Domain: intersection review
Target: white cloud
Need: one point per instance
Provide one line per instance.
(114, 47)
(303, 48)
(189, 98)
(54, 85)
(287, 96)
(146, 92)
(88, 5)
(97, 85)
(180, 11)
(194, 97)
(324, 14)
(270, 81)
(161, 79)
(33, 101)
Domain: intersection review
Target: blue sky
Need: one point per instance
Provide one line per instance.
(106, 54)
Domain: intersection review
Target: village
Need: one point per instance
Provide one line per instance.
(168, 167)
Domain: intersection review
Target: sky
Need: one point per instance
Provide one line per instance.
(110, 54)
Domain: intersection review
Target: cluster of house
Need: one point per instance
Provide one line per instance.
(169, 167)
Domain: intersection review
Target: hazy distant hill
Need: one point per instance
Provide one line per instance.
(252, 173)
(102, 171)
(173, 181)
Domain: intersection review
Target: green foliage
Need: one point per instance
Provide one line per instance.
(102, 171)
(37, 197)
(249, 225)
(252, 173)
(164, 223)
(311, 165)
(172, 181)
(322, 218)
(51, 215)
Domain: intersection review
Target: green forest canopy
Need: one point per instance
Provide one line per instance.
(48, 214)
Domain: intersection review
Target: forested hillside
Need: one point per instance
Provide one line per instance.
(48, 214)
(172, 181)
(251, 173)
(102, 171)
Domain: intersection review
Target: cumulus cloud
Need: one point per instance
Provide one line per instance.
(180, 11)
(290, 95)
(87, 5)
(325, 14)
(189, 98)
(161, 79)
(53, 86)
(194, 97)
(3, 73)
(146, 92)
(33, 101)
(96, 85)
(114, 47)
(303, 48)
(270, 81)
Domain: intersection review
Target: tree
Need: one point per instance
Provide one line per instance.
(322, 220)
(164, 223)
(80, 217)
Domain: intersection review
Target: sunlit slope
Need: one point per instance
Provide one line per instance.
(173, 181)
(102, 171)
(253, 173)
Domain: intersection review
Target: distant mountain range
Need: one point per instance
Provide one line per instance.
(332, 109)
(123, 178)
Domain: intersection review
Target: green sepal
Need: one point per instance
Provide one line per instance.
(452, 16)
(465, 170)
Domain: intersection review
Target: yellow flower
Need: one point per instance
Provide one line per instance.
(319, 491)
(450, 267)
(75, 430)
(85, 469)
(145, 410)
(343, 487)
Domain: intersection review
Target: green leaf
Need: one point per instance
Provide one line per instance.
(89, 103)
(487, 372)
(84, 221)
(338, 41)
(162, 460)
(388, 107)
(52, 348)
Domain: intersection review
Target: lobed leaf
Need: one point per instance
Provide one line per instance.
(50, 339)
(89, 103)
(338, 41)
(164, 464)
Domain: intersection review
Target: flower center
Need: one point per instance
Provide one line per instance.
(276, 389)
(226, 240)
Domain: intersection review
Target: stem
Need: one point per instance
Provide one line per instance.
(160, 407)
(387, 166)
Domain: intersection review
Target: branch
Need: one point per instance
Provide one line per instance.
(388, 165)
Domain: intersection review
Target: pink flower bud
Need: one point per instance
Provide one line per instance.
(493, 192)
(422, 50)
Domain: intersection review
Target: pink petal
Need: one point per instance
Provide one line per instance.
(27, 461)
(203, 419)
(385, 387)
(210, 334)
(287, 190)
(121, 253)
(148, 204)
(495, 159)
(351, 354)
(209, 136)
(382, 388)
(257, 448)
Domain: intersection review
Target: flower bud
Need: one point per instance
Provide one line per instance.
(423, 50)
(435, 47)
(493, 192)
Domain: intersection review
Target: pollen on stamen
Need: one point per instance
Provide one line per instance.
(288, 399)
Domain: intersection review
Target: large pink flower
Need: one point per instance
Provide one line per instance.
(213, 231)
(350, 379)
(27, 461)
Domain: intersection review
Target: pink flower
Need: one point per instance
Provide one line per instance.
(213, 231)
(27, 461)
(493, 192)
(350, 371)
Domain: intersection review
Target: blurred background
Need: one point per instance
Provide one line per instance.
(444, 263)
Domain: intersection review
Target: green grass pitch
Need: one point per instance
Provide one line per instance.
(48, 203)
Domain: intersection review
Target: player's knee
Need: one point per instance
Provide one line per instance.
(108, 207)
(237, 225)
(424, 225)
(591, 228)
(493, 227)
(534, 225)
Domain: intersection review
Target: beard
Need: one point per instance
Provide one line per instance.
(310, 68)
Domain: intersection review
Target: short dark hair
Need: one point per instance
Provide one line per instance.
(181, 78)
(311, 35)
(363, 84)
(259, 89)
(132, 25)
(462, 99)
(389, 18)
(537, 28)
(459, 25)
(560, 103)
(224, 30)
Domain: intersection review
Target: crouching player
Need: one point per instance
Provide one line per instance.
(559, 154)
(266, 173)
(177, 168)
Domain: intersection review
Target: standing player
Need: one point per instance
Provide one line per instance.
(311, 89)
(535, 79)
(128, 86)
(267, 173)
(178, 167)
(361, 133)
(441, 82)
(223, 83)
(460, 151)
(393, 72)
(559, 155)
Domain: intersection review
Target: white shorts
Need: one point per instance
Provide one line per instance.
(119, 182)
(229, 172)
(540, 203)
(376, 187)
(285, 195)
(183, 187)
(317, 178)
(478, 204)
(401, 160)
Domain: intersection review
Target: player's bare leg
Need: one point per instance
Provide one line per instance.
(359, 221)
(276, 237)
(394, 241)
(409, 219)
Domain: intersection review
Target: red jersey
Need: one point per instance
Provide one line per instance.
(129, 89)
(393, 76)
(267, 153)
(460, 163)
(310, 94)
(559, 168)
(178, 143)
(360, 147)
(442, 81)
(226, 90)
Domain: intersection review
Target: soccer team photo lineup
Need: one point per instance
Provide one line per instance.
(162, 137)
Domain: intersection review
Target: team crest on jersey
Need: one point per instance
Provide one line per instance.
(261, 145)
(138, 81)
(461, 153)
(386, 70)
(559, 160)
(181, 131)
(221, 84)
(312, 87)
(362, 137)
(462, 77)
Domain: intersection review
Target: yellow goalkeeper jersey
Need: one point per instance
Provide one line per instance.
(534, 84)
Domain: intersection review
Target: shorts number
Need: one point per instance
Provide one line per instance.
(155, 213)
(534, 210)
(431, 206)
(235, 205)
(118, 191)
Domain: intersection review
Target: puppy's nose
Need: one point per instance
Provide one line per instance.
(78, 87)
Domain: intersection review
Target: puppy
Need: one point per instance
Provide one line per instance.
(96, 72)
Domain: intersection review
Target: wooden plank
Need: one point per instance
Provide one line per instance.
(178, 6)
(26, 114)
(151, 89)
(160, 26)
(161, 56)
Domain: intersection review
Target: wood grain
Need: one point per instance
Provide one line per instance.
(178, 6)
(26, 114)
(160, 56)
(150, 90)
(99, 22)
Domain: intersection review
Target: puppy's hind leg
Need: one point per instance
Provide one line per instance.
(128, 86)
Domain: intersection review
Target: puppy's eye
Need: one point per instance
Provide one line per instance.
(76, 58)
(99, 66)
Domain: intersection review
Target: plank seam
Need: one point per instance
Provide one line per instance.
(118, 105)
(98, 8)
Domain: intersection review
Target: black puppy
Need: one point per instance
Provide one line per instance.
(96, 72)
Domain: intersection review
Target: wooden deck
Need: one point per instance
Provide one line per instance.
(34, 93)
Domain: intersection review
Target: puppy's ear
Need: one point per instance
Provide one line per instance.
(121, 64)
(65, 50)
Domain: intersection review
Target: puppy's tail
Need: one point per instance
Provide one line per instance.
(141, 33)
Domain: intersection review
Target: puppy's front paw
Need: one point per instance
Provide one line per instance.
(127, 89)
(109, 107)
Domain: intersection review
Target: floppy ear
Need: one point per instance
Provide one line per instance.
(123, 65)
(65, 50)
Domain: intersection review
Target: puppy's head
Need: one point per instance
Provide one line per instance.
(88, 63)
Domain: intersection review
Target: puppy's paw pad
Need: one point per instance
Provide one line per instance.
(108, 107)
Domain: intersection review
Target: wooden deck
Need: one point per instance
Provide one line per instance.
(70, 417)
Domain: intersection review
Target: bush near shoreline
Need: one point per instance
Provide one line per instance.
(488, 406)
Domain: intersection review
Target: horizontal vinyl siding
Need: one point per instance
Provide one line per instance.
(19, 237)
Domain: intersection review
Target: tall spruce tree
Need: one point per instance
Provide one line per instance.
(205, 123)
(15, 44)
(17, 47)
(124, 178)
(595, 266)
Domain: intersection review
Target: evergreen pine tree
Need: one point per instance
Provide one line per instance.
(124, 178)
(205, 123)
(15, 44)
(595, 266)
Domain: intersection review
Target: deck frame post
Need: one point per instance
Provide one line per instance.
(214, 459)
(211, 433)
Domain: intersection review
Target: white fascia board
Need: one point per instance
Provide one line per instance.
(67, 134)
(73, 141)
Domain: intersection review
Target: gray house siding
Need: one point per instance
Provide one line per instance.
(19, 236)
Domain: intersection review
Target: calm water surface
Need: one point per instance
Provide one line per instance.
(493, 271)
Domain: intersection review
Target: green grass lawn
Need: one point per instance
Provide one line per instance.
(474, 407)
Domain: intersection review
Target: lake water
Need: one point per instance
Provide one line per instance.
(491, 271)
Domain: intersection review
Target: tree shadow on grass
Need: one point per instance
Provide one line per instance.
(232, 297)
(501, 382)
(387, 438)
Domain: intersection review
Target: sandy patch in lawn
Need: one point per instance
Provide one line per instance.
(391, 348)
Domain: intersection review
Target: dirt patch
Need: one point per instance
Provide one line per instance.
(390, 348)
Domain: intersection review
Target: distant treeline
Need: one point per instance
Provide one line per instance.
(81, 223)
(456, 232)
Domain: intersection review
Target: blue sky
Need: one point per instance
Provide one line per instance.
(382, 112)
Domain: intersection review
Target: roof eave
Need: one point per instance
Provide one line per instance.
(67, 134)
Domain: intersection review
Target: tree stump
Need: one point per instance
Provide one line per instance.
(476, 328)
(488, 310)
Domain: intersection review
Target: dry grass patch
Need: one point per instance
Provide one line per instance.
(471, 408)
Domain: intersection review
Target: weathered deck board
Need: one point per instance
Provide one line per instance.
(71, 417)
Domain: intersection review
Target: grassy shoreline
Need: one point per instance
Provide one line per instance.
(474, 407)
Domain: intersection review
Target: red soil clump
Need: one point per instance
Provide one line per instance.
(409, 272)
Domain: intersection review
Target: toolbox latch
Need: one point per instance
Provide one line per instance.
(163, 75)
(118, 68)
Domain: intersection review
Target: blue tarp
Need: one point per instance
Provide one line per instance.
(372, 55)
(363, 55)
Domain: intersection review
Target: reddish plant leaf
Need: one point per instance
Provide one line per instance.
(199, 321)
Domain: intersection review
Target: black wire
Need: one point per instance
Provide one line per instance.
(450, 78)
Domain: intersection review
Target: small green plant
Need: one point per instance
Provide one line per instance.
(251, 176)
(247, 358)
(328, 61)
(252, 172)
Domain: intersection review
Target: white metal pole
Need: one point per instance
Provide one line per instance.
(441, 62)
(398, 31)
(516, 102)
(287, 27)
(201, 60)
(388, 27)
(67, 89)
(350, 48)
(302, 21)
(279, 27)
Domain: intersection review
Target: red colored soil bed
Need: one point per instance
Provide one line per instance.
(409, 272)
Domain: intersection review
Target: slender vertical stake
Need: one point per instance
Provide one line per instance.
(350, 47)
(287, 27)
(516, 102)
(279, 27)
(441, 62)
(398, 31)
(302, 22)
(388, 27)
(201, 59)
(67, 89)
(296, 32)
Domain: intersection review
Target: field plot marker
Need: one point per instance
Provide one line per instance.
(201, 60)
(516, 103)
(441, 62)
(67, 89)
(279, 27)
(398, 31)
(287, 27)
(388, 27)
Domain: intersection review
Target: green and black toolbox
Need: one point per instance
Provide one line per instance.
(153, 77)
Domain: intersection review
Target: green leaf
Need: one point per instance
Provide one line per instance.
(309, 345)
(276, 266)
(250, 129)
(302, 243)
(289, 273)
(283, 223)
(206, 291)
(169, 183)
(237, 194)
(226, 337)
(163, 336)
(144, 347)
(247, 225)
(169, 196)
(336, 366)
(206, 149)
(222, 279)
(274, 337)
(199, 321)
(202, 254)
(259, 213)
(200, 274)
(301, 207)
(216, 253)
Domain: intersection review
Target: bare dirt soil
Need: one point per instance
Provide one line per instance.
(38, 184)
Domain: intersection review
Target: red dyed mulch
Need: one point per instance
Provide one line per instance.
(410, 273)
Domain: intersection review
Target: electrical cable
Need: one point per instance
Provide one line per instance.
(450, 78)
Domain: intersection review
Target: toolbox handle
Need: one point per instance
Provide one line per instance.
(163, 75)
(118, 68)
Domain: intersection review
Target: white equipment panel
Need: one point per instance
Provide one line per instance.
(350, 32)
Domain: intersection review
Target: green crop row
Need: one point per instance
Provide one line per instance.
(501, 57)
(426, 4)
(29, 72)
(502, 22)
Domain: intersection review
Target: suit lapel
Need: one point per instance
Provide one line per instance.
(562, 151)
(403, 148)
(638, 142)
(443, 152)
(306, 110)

- - - -

(Work to complete)
Find every line in the entries above that contains the word "siding", and copy each one out in full. Case counts.

(Task result)
Target: horizontal vinyl siding
Target: gray house siding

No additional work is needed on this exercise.